Work instruction:
Your job is to return the whole listing unchanged while skipping its images.

Provided information:
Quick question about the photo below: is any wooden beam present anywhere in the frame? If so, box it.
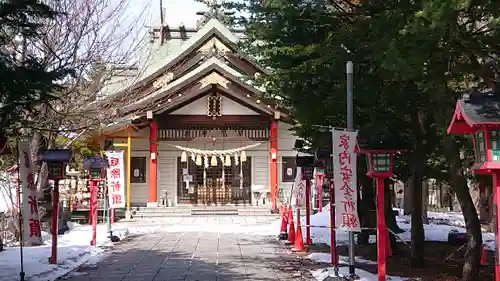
[103,135,149,139]
[156,115,272,128]
[113,143,129,148]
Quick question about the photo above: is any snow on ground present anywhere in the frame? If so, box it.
[311,267,406,281]
[306,208,495,250]
[123,216,281,235]
[0,221,161,281]
[304,208,494,281]
[309,252,377,265]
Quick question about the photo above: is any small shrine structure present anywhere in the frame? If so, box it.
[447,80,500,280]
[91,4,299,210]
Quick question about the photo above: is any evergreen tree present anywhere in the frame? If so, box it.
[0,0,73,130]
[229,0,499,279]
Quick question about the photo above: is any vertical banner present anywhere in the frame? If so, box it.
[333,129,361,232]
[291,167,306,208]
[105,151,126,208]
[18,141,43,245]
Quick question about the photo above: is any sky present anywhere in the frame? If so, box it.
[139,0,210,27]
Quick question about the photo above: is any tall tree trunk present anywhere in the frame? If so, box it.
[409,106,426,267]
[444,136,482,281]
[410,162,425,267]
[404,180,413,215]
[422,180,429,224]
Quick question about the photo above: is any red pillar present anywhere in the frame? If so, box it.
[317,174,323,212]
[330,179,337,265]
[148,120,158,207]
[270,120,278,210]
[493,172,500,281]
[89,180,98,246]
[376,176,387,281]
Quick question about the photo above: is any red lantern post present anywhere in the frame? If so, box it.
[84,156,109,246]
[40,149,72,265]
[360,148,405,281]
[447,89,500,281]
[89,178,99,246]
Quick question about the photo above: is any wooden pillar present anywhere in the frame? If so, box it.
[270,119,279,210]
[148,120,158,207]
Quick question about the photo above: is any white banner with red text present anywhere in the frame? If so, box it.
[332,129,361,232]
[105,151,126,208]
[18,140,43,245]
[290,167,306,208]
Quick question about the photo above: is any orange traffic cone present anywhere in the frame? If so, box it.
[278,205,288,240]
[481,246,487,265]
[291,217,306,252]
[286,208,295,244]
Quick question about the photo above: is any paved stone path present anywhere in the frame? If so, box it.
[61,217,315,281]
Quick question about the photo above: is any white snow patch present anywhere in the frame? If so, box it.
[311,267,407,281]
[0,221,160,281]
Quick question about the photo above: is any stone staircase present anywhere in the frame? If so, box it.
[131,205,276,218]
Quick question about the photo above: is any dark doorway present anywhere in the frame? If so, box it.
[177,157,252,205]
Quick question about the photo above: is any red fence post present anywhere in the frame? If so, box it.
[330,179,337,266]
[90,180,98,246]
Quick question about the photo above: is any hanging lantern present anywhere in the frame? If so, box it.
[224,155,231,166]
[196,154,202,166]
[181,151,187,162]
[240,150,247,162]
[191,153,196,162]
[211,155,218,166]
[204,155,209,168]
[234,153,239,166]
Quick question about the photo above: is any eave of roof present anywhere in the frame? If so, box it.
[119,57,288,118]
[447,90,500,134]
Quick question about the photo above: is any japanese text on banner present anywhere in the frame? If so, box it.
[290,167,305,208]
[333,130,361,232]
[18,141,43,245]
[105,151,126,208]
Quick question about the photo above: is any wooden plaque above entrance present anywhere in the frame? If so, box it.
[156,115,272,128]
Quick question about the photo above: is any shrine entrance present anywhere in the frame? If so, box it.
[177,157,252,205]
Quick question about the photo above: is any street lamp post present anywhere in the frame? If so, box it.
[39,149,73,265]
[346,60,356,277]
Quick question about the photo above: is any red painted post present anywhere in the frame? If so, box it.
[148,121,158,206]
[330,179,337,265]
[49,180,59,264]
[376,177,386,281]
[305,178,312,245]
[270,120,279,211]
[493,172,500,281]
[90,180,98,246]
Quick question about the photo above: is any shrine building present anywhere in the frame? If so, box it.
[94,10,300,210]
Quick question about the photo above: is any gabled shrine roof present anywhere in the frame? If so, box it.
[447,88,500,134]
[93,17,291,132]
[98,18,265,100]
[119,56,288,120]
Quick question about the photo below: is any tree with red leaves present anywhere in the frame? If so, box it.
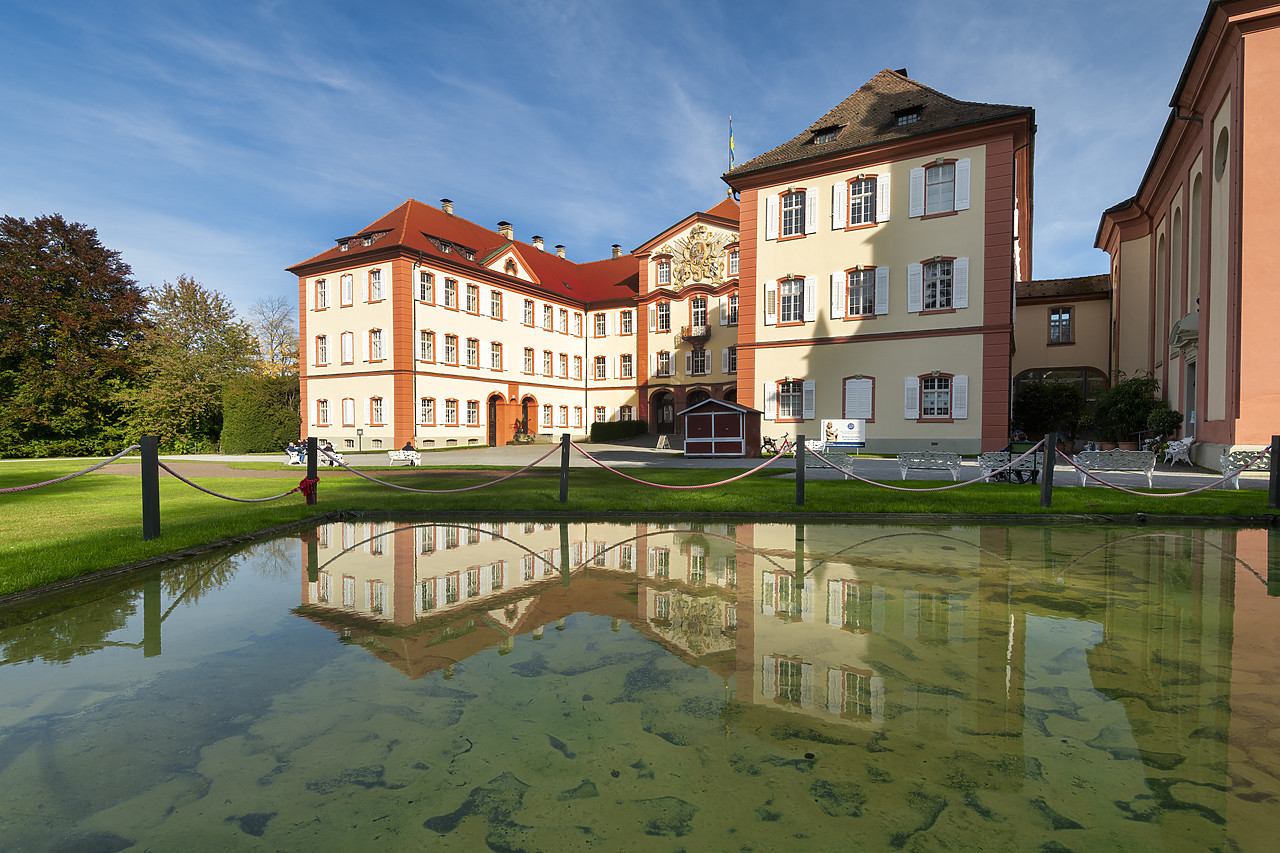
[0,214,147,457]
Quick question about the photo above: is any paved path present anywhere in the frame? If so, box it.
[142,437,1271,492]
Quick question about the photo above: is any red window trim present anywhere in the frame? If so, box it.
[341,397,356,427]
[841,375,876,423]
[368,396,385,427]
[419,397,436,427]
[315,399,331,427]
[915,372,955,423]
[844,174,880,231]
[778,187,809,241]
[419,330,435,364]
[443,399,460,427]
[773,379,805,423]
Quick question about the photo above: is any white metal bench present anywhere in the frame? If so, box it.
[387,449,421,466]
[803,441,858,477]
[1163,436,1194,465]
[896,451,963,481]
[1220,448,1271,489]
[318,448,345,467]
[284,449,305,466]
[978,450,1043,484]
[1071,449,1155,487]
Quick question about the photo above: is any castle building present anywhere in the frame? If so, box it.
[1096,0,1280,462]
[722,69,1035,453]
[291,70,1037,454]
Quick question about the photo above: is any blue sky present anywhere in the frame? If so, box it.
[1,0,1209,314]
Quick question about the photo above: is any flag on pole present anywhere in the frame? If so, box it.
[729,116,734,170]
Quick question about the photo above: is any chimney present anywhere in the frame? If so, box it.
[532,236,544,251]
[555,244,565,259]
[440,198,454,215]
[612,244,621,259]
[498,221,513,241]
[894,68,908,77]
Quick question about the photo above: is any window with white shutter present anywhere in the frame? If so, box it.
[765,195,779,241]
[876,173,892,222]
[843,377,874,420]
[874,266,890,315]
[830,272,845,320]
[764,281,778,325]
[904,376,920,419]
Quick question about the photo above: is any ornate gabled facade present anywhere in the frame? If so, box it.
[1096,0,1280,464]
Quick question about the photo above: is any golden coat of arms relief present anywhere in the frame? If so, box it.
[658,224,732,289]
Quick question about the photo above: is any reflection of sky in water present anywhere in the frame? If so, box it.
[0,522,1276,851]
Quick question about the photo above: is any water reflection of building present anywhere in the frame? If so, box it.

Solved exercise:
Quick question about the photo below: is any wooden beam present anywhere in the frame? If so, box it.
[103,135,149,139]
[156,115,272,128]
[113,143,129,148]
Quick question about the photo above: is any snow on ground present anywhere in the frame? If so, box it.
[311,267,406,281]
[306,208,495,250]
[123,216,281,235]
[0,221,161,281]
[304,208,494,281]
[309,252,377,265]
Quick question about the photo above: is any small shrine structure present anywhere in the frame? If so, box it.
[447,80,500,280]
[91,4,299,210]
Quick question about the photo above: is any evergreen tree present anywhere in the frame? If so, box it.
[0,0,73,130]
[229,0,499,279]
Quick question about the photo above: is any vertical banner present anywhere in the frame? If so, box it.
[333,129,361,232]
[291,167,306,208]
[105,151,126,208]
[18,141,43,245]
Quick question about the photo above: is any sky present anywhere in the frame? If so, box it.
[139,0,210,27]
Quick question about the photo above: is any tall tree trunk present anywhere in the frame? If so, box it.
[409,106,426,267]
[444,136,482,281]
[410,162,425,267]
[404,180,413,215]
[422,180,429,224]
Quick question about the photo above: is any red pillar present anywhere in the frame? If so, box it.
[317,174,323,212]
[330,179,337,265]
[148,120,158,207]
[270,120,278,210]
[493,172,500,281]
[89,180,98,246]
[376,176,387,281]
Quick question about the photo above: is any red lantern post present anywhere in the frame? If so, box it.
[84,156,109,246]
[40,149,72,265]
[360,148,405,281]
[447,89,500,281]
[89,178,99,246]
Quick question about the photo above: is any wooden pillar present anywhere in the frame? If so, box it.
[270,119,279,210]
[148,120,158,207]
Quick question about the photo above: is any white banner with red text present anywhere in the frame? If so, box it.
[332,129,361,232]
[105,151,126,208]
[18,140,43,245]
[290,167,306,208]
Quick question about the photo above: is any orange traffic cone present anywhere in the frame? If so, box it.
[278,205,288,240]
[481,246,487,265]
[291,217,306,252]
[286,208,295,244]
Quick question about the photo above: is any paved stone path present anywhere in the frame? If so, box it.
[61,217,315,281]
Quick question about the photo above: is any white snow patch present anywhere in the frame? If so, box it.
[311,267,407,281]
[0,221,160,281]
Quick question about the photo above: is any stone staircase present anywhere in the frame? If so, box it.
[131,205,276,218]
Quick question about the photo above: is any dark doorway present anywhere in the frame? If so, box it.
[177,157,252,205]
Quick question about the photo above: is any red fence post present anywhere in the frame? If so, box it.
[330,179,337,266]
[90,180,98,246]
Quick question about the photo above: is any hanging lantern present anywhere in the frame? If so, box it.
[224,155,231,166]
[196,154,202,166]
[181,151,187,162]
[240,150,247,162]
[191,153,196,162]
[211,155,218,166]
[204,155,209,168]
[234,153,239,166]
Quick question about the photo above: is any eave of roof present anywhere in the frame? If so, box it.
[119,57,288,118]
[447,90,500,134]
Quick question about the photo above: is any japanese text on banner present anywhere in the frame? If so, box it.
[290,167,305,208]
[333,130,361,232]
[18,141,43,245]
[105,151,126,208]
Quick question about the photo above: is any wooden plaque above entrance present anywhere in the frame? If so, box it.
[156,115,272,128]
Quick question about the photo above: is any shrine entrance present anywhere in the frame? If so, box it.
[177,157,252,205]
Quick question about the photo above: is any street lamp post present anywhere in the frame? If so, box it.
[39,149,73,265]
[346,60,356,277]
Quick question about the photo above: is any red painted post present anywhere in the frame? If so, box it.
[148,121,158,206]
[330,179,337,265]
[49,180,59,264]
[376,177,386,281]
[305,178,312,245]
[270,120,279,211]
[493,172,500,281]
[90,180,98,246]
Quick question about the photo above: is any shrine building present anywhere in the frame? If so, box it.
[94,10,300,210]
Quick question about the photo above: is any gabled shrine roof present anywhere in the frame? If so, box it.
[447,88,500,134]
[93,17,291,132]
[98,18,265,100]
[119,56,288,120]
Quick question about the photo below: is any tree with red leaves present anywhere in the frame? If so, box it.
[0,214,147,457]
Quick question about the photo above: is any paved path present anywhere in the frame? If so, box it.
[142,437,1271,492]
Quick question about the photo above: is any red window trim present anywhere in the frame? If so, box it.
[341,397,356,427]
[841,375,876,423]
[368,396,385,427]
[419,397,436,427]
[315,399,331,427]
[915,372,955,423]
[844,174,880,231]
[778,187,809,241]
[419,330,435,364]
[443,399,460,427]
[773,379,805,423]
Quick question about the photo above: is any white metal bench present anywhere in the frame? If so, box it.
[387,449,421,466]
[803,441,858,477]
[1163,436,1194,465]
[896,451,963,481]
[1220,448,1271,489]
[318,448,345,467]
[284,449,305,466]
[978,450,1043,484]
[1071,449,1155,487]
Quick question about the photo above: is any castle building present anywhere in the frame? If so, box it.
[1096,0,1280,462]
[722,69,1035,453]
[291,70,1037,454]
Quick question about the photo above: is any blue sky present anywhere in the frame? If so, box it.
[1,0,1209,314]
Quick question about the photo above: is any flag on pole present anywhere in the frame? If so, box it.
[729,116,734,170]
Quick question about the photo above: is any chimney present anywhere in the frame? If so, box it.
[532,236,544,251]
[555,244,565,259]
[440,198,454,215]
[612,244,621,259]
[498,221,513,241]
[894,68,908,77]
Quick question about the photo above: is any window with white shutter present anywhere in the frame? If so, box it.
[765,195,779,241]
[876,173,892,222]
[843,377,874,420]
[874,266,890,315]
[830,272,845,320]
[764,281,778,325]
[904,376,920,419]
Quick question about the photo above: is any ornate gabled facade present anywhere in the frame? If so, box it.
[1096,0,1280,464]
Quick question about the photo above: is any golden coat of arms relief present anywhere in the frame? If so, box it.
[658,224,732,289]
Quick question about the photo above: is any reflection of sky in water present anywhere in the frame? If so, box it.
[0,522,1276,851]
Quick question about the photo above: is any water reflection of building present anywhere in the frame? If so, box it.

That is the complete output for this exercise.